◆ AIM OF THE TASK
Restate the whole listing exactly.

◆ EXERCISE MATERIALS

====

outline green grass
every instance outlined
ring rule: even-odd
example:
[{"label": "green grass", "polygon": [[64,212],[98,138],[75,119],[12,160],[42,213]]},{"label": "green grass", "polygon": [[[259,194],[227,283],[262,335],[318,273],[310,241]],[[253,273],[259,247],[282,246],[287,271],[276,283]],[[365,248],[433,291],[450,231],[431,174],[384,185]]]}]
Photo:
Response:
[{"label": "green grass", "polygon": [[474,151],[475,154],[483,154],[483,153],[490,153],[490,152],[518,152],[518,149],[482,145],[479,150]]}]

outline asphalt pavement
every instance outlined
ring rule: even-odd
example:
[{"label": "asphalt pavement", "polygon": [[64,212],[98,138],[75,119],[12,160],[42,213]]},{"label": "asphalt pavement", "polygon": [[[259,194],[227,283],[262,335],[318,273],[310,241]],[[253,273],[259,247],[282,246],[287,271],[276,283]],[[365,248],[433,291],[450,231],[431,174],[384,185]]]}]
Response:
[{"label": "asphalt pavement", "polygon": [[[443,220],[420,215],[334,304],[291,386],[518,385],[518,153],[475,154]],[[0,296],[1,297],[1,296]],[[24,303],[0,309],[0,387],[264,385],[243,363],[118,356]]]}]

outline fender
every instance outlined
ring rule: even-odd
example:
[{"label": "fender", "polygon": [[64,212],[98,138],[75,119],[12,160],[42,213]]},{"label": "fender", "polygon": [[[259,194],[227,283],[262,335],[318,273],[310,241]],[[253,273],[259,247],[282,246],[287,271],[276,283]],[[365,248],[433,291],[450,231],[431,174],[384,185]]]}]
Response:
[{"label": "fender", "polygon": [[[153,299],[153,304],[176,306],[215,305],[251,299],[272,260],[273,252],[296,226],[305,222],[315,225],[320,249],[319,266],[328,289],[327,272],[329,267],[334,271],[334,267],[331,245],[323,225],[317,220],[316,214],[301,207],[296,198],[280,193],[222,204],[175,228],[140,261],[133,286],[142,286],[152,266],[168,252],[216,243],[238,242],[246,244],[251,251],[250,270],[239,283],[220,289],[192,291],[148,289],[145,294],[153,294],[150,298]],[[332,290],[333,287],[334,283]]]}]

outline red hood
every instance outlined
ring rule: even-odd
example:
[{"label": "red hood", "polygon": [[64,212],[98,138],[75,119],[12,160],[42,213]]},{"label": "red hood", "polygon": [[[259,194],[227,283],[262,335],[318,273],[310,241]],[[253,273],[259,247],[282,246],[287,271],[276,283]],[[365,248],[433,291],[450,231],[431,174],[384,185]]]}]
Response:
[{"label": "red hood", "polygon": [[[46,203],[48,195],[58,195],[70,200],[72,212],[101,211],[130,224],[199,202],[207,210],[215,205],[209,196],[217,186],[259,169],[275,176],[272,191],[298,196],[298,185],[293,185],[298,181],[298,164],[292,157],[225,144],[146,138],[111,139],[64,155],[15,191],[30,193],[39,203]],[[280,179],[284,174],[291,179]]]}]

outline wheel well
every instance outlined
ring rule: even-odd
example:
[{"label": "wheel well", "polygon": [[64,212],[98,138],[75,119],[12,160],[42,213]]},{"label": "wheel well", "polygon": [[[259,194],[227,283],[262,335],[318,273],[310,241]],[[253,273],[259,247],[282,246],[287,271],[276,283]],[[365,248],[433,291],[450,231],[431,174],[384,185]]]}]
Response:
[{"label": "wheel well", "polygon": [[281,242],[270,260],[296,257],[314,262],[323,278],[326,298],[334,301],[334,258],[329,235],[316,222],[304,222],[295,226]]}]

====

◆ CORRECT RESPONSE
outline green grass
every instance outlined
ring rule: even-odd
example:
[{"label": "green grass", "polygon": [[64,212],[98,138],[75,119],[12,160],[42,213]]},{"label": "green grass", "polygon": [[[259,194],[227,283],[262,335],[318,273],[310,241]],[[253,273],[259,247],[282,246],[287,271],[276,283]],[[365,248],[433,291],[450,231],[431,174],[384,185]]]}]
Photo:
Response:
[{"label": "green grass", "polygon": [[474,151],[475,154],[483,154],[483,153],[490,153],[490,152],[518,152],[518,149],[482,145],[479,150]]}]

outline asphalt pavement
every instance outlined
ring rule: even-odd
example:
[{"label": "asphalt pavement", "polygon": [[64,212],[98,138],[75,119],[12,160],[42,213]]},{"label": "asphalt pavement", "polygon": [[[259,194],[227,283],[262,335],[318,273],[310,241]],[[253,273],[259,247],[282,246],[287,271],[276,283]],[[365,248],[433,291],[450,231],[431,174],[384,185]]]}]
Response:
[{"label": "asphalt pavement", "polygon": [[[443,220],[420,215],[334,304],[291,386],[518,385],[518,153],[475,154]],[[0,296],[1,297],[1,296]],[[24,303],[0,309],[0,387],[264,385],[243,363],[118,356]]]}]

outline fender
every instance outlined
ring rule: even-odd
example:
[{"label": "fender", "polygon": [[64,212],[98,138],[75,119],[12,160],[42,213]]},{"label": "fender", "polygon": [[[259,194],[227,283],[262,335],[318,273],[310,241]],[[253,273],[259,247],[282,246],[287,271],[276,283]],[[365,248],[433,291],[450,231],[431,174],[384,185]]]}]
Response:
[{"label": "fender", "polygon": [[[153,299],[153,304],[176,306],[215,305],[251,299],[272,260],[273,252],[296,226],[305,222],[315,225],[320,249],[319,266],[328,289],[327,272],[329,267],[334,271],[334,267],[331,245],[323,225],[317,220],[316,214],[301,207],[296,198],[280,193],[222,204],[175,228],[140,261],[133,286],[142,286],[152,266],[168,252],[216,243],[238,242],[246,244],[251,251],[250,270],[239,283],[220,289],[192,291],[148,289],[145,294],[153,294],[150,298]],[[332,290],[333,287],[334,283]]]}]

outline red hood
every instance outlined
ring rule: even-odd
example:
[{"label": "red hood", "polygon": [[64,212],[98,138],[75,119],[12,160],[42,213]]},{"label": "red hood", "polygon": [[[259,194],[227,283],[262,335],[318,273],[310,241]],[[253,273],[259,247],[282,246],[287,271],[276,283]],[[365,248],[433,291],[450,231],[431,174],[384,185]]]}]
Response:
[{"label": "red hood", "polygon": [[[46,203],[48,195],[58,195],[70,200],[72,212],[101,211],[130,224],[199,202],[207,210],[215,205],[209,196],[217,186],[259,169],[275,176],[272,191],[298,196],[298,185],[293,185],[298,181],[298,164],[292,157],[225,144],[146,138],[111,139],[64,155],[15,191],[30,193],[39,203]],[[280,179],[284,174],[291,179]]]}]

outline wheel well
every instance outlined
ring rule: even-odd
example:
[{"label": "wheel well", "polygon": [[64,212],[98,138],[75,119],[12,160],[42,213]]},{"label": "wheel well", "polygon": [[[259,194],[227,283],[262,335],[318,273],[310,241]],[[253,273],[259,247],[282,246],[287,271],[276,283]],[[365,248],[433,291],[450,231],[431,174],[384,185]]]}]
Response:
[{"label": "wheel well", "polygon": [[281,242],[270,260],[296,257],[314,262],[323,278],[326,298],[334,301],[334,258],[329,235],[316,222],[304,222],[295,226]]}]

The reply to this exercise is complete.